**Provided data**
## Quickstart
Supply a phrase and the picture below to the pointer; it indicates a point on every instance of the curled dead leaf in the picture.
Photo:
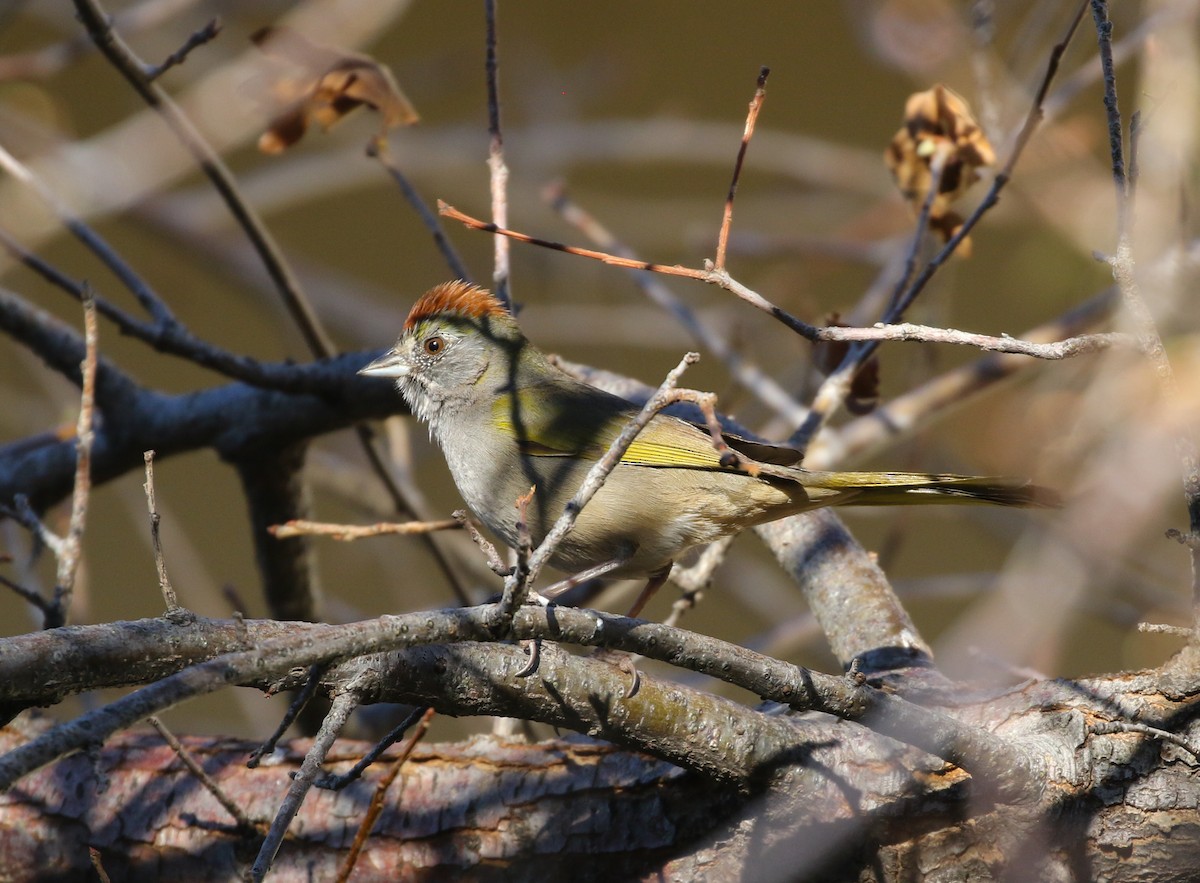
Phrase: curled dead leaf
(322, 85)
(939, 127)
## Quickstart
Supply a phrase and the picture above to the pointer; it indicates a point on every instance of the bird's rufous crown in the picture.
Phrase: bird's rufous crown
(457, 296)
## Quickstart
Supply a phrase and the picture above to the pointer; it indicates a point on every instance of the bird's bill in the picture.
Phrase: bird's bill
(390, 364)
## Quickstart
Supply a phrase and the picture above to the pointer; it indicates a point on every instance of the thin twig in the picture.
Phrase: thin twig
(298, 704)
(69, 557)
(1125, 275)
(377, 800)
(330, 782)
(723, 238)
(1111, 112)
(750, 376)
(168, 590)
(335, 721)
(119, 54)
(97, 864)
(495, 563)
(155, 306)
(179, 56)
(378, 150)
(497, 169)
(165, 332)
(927, 334)
(245, 822)
(1109, 727)
(348, 533)
(1164, 629)
(709, 274)
(837, 386)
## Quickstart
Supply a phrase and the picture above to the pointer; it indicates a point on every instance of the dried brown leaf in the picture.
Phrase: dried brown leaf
(323, 85)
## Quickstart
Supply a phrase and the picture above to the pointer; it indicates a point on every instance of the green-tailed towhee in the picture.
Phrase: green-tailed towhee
(507, 420)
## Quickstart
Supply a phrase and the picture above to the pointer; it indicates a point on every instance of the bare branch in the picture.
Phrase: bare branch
(723, 238)
(245, 822)
(378, 149)
(69, 556)
(713, 276)
(179, 56)
(348, 533)
(330, 728)
(756, 380)
(165, 587)
(497, 169)
(133, 70)
(927, 334)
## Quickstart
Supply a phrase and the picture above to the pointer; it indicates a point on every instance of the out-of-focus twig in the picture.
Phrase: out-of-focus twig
(348, 533)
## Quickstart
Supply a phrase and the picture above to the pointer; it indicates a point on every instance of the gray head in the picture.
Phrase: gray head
(451, 337)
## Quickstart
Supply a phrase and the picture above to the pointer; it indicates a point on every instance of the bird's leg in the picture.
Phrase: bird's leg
(653, 584)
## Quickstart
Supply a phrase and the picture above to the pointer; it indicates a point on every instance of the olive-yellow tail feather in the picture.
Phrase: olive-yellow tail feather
(907, 488)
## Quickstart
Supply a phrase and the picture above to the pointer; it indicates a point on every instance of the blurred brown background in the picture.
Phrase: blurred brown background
(639, 109)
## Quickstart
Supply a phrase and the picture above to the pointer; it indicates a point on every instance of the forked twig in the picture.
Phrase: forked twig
(377, 799)
(245, 822)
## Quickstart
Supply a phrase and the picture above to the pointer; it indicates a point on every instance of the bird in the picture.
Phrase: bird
(507, 420)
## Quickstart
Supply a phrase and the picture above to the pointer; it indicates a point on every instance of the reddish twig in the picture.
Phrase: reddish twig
(71, 551)
(723, 238)
(711, 274)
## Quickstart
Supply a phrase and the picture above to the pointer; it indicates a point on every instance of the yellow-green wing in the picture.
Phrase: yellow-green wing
(569, 420)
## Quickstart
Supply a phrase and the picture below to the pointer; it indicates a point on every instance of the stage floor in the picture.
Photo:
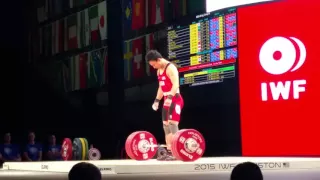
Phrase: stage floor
(202, 169)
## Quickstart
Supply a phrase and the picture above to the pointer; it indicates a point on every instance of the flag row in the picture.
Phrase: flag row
(143, 13)
(85, 70)
(135, 66)
(52, 8)
(75, 31)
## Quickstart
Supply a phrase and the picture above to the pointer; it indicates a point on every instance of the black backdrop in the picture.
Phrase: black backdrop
(31, 104)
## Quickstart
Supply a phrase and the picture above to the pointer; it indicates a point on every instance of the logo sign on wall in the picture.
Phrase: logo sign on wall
(279, 78)
(212, 5)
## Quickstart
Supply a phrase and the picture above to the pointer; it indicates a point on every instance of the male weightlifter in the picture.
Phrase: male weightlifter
(168, 77)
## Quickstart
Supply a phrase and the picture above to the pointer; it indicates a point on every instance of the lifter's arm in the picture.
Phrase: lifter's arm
(159, 93)
(173, 74)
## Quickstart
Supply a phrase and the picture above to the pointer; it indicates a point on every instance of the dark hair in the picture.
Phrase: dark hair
(153, 55)
(245, 171)
(84, 171)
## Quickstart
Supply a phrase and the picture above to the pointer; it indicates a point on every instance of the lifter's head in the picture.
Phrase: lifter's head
(84, 171)
(155, 59)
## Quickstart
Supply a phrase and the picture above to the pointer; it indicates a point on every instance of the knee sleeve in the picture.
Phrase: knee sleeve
(173, 128)
(166, 129)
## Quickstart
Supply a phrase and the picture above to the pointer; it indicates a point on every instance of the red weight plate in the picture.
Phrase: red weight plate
(128, 142)
(189, 145)
(174, 144)
(143, 146)
(66, 149)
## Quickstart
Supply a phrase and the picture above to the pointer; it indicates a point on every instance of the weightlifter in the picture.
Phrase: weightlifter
(168, 77)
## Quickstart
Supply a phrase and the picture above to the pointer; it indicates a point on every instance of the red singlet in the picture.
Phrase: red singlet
(173, 112)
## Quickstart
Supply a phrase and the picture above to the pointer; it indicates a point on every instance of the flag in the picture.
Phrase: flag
(46, 10)
(66, 75)
(127, 57)
(76, 64)
(94, 77)
(53, 38)
(57, 7)
(196, 7)
(83, 58)
(149, 45)
(94, 24)
(65, 34)
(41, 41)
(60, 36)
(72, 32)
(47, 40)
(83, 28)
(127, 9)
(71, 4)
(179, 8)
(102, 10)
(157, 13)
(41, 12)
(138, 14)
(138, 63)
(103, 63)
(50, 8)
(105, 66)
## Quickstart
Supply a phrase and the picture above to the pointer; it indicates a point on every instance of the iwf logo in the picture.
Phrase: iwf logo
(280, 55)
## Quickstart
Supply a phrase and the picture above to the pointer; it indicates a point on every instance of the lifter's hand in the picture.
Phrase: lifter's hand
(168, 101)
(155, 105)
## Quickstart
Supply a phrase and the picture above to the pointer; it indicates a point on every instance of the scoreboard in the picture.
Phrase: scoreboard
(205, 48)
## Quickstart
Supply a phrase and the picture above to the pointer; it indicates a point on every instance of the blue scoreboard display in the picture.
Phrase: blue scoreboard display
(205, 48)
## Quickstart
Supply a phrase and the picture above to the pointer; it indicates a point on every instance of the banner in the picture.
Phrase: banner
(279, 78)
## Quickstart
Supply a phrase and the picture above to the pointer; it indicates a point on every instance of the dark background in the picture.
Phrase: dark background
(31, 103)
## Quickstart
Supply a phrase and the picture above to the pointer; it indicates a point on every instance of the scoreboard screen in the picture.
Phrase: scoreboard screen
(205, 48)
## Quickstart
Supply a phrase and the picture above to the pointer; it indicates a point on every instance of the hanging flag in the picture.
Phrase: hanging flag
(72, 72)
(76, 72)
(196, 7)
(149, 45)
(71, 4)
(72, 32)
(53, 38)
(138, 63)
(46, 10)
(66, 75)
(127, 18)
(65, 34)
(179, 8)
(103, 62)
(83, 28)
(48, 40)
(138, 14)
(94, 69)
(57, 7)
(79, 30)
(102, 10)
(128, 55)
(83, 58)
(94, 24)
(41, 41)
(41, 11)
(157, 13)
(60, 36)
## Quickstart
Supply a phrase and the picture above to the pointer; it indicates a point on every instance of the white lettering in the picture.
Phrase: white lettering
(282, 89)
(297, 88)
(264, 92)
(186, 154)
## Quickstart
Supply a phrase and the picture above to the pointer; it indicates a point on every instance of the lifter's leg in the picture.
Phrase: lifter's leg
(167, 133)
(173, 128)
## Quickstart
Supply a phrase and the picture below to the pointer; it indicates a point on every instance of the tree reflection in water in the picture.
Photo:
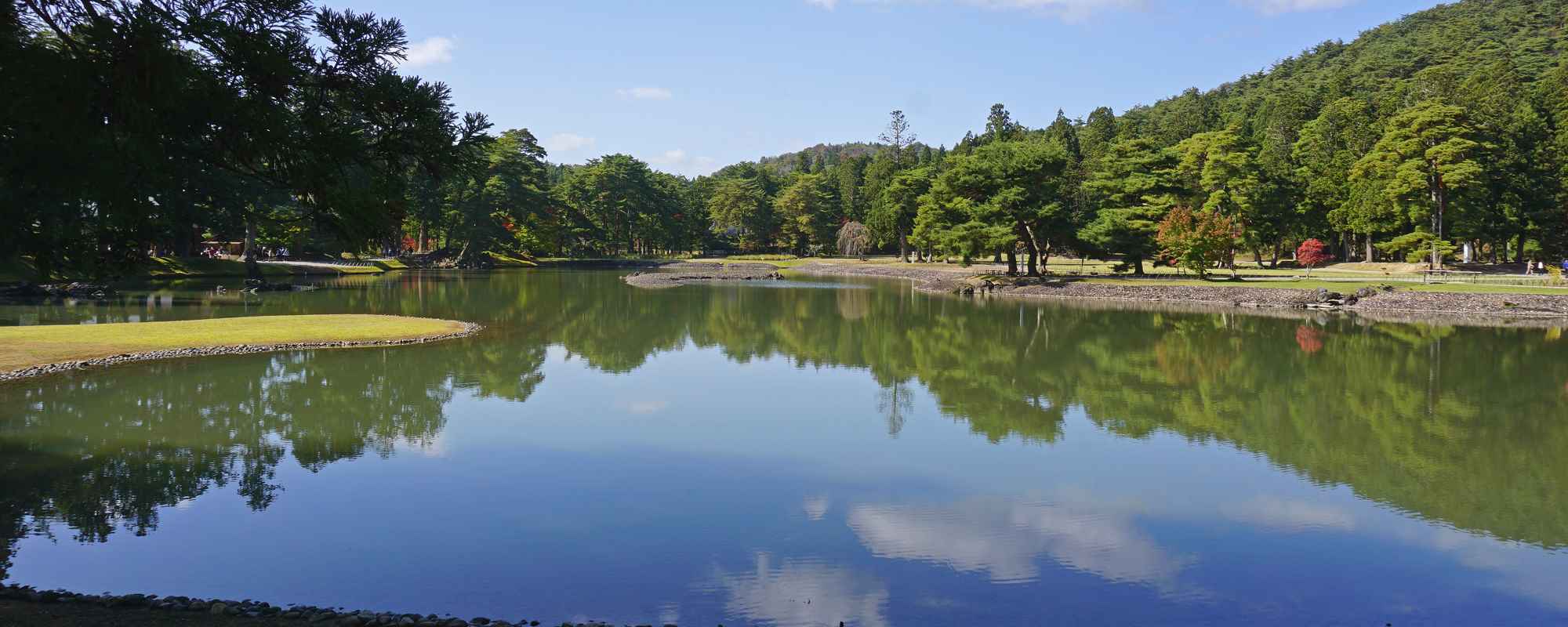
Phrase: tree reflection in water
(1456, 426)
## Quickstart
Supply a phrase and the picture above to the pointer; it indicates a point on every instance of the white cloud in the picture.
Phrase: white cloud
(1081, 10)
(1006, 538)
(429, 53)
(804, 593)
(645, 93)
(1277, 7)
(1065, 10)
(1290, 515)
(653, 407)
(567, 143)
(680, 162)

**Exercise**
In the records above, find each line with the string "below" and list it.

**Solution to this problem**
Supply a phrase and the picture below to the pointer; it indicates a point on every instance of the curled dead leaf in the picture.
Supply a phrase and the picture below to the pointer; it indicates a point on every instance of the stage floor in the picture.
Supply a phrase and the picture below to the pointer; it indicates a point on every instance of the tree reflection in water in the picture.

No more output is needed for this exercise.